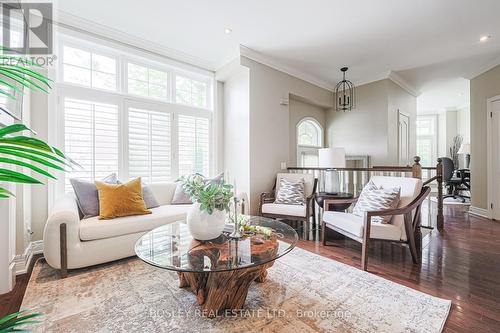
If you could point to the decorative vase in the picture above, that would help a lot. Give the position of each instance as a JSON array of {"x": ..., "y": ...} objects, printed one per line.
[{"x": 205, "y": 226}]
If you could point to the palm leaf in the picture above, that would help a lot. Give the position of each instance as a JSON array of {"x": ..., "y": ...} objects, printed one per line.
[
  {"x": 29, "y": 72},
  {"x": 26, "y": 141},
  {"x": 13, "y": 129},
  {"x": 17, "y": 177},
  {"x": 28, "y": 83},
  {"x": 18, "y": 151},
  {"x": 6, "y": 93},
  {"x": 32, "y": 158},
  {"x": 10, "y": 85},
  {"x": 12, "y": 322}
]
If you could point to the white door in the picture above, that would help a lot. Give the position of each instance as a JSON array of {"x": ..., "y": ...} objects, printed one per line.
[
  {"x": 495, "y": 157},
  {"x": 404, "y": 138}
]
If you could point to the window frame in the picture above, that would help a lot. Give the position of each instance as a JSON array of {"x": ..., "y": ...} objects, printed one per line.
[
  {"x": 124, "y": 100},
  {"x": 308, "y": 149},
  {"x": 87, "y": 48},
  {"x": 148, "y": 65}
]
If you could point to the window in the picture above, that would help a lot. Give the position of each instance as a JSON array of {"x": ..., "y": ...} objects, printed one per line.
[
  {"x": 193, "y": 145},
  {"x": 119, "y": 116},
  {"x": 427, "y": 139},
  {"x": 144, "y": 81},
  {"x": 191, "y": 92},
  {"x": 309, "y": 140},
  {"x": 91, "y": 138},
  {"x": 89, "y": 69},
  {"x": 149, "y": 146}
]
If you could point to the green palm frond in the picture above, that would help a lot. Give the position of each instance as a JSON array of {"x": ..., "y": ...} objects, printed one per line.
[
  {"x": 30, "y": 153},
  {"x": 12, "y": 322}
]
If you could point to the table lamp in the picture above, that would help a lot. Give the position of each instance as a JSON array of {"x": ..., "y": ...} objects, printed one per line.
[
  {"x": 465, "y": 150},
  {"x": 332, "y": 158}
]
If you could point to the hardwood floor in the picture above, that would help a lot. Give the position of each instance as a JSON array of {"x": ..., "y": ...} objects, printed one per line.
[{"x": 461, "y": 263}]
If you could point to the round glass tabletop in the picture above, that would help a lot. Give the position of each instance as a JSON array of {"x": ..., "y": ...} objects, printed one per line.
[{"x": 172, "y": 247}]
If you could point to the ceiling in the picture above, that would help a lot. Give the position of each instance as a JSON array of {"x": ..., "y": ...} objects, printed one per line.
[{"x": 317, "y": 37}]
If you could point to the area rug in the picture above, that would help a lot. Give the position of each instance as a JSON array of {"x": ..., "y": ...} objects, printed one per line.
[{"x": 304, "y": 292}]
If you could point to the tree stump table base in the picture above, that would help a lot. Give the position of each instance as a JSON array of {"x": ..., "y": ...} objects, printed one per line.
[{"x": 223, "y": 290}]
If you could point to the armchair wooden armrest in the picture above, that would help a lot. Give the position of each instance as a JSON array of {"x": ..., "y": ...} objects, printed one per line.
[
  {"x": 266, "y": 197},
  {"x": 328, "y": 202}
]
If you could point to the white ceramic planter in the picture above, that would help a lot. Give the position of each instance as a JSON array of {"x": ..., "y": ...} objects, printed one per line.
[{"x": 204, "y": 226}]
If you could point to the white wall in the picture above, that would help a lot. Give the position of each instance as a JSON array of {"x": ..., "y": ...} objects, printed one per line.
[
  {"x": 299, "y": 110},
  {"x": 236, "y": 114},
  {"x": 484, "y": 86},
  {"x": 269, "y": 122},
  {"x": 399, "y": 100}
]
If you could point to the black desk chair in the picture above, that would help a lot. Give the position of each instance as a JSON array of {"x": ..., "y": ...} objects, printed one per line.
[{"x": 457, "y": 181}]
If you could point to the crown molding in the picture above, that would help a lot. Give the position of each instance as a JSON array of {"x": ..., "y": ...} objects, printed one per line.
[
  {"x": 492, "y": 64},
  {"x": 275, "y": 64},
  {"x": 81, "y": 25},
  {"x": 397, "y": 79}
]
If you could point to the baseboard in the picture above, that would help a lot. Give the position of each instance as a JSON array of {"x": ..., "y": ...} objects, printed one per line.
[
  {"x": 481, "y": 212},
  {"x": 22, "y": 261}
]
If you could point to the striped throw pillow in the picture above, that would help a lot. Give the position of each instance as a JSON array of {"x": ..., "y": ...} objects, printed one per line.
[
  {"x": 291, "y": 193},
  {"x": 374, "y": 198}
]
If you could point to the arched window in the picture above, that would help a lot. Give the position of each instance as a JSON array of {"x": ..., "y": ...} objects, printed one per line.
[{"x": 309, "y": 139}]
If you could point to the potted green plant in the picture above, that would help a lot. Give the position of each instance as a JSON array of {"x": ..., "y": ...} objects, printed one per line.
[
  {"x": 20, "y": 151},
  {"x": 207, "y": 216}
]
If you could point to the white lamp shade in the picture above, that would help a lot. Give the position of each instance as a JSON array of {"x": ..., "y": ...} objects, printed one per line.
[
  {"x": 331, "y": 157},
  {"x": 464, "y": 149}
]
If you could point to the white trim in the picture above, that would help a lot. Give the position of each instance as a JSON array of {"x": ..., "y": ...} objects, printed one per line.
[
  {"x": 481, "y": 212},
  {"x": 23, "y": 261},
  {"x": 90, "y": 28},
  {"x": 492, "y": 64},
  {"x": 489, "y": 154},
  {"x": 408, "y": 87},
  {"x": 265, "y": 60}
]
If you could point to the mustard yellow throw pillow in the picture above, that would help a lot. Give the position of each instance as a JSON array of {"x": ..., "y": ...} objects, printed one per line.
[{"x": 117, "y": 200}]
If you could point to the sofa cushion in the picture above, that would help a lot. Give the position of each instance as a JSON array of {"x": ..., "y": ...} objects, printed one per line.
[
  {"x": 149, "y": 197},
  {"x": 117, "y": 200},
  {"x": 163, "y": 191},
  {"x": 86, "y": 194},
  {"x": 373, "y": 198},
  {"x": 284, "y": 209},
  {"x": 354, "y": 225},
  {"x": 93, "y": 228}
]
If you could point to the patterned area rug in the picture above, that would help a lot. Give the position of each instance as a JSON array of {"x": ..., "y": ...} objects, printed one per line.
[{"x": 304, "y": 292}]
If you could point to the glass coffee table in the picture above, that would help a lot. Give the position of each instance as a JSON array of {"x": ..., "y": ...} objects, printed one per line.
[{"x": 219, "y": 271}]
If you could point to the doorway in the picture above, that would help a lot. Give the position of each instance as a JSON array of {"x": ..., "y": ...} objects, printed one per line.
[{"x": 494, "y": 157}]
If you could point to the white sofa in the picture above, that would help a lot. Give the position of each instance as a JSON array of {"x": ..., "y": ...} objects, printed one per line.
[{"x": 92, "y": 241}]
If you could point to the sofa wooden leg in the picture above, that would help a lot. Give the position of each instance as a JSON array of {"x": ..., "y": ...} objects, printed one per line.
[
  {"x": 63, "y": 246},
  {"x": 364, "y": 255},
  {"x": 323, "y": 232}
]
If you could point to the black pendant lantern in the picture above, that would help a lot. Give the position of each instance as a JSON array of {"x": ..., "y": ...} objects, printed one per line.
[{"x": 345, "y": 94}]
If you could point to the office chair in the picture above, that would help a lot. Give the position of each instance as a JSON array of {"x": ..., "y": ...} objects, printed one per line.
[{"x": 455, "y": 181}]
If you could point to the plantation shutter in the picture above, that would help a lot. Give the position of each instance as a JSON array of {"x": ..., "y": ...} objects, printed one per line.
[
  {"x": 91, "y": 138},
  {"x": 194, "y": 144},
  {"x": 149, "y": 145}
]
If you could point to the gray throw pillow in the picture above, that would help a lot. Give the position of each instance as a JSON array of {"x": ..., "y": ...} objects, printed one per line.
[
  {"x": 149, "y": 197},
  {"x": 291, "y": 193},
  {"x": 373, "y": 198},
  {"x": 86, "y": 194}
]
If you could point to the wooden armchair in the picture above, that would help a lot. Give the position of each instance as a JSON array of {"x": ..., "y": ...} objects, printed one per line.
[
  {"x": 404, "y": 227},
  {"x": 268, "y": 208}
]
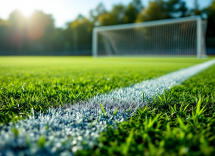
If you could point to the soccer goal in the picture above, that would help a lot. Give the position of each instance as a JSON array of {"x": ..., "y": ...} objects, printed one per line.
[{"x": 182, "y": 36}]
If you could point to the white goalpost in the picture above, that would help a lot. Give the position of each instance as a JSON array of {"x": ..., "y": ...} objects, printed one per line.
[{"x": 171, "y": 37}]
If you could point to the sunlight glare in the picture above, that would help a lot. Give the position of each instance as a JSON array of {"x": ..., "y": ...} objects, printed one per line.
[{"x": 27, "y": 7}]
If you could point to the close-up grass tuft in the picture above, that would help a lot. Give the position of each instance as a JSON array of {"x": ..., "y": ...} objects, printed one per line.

Problem requirements:
Take the line containing "If you could point to the wooden" and every line after it up to the end of the data, and write them out exactly, without the pictures.

Answer box:
If you could point to the wooden armchair in the picture above, that would help a lot. Give the position of each instance as a JSON array of {"x": ..., "y": ...} objects, printed one per line.
[
  {"x": 404, "y": 227},
  {"x": 268, "y": 208}
]
If you could point to the soccer goal in the picture above, that would help a lot. Give the position of each instance as a JSON array of {"x": ..., "y": ...} objects, printed one per line.
[{"x": 182, "y": 36}]
If you could point to the white goalpost in the picture above, that would help a lot. Give the position of each instance as a JSON array of {"x": ..., "y": ...} objects, printed one per line.
[{"x": 171, "y": 37}]
If you could point to the sunlight glare in the picture above, that would help a lot. Give the position of each instance as a JSON array of {"x": ..., "y": ...} objects, printed one per line.
[{"x": 27, "y": 7}]
If you could point to the close-up grass tuft in the picture above, that would help a lot. Give the position of each instance as a JSON array of {"x": ..., "y": ...} objects, printed one per line.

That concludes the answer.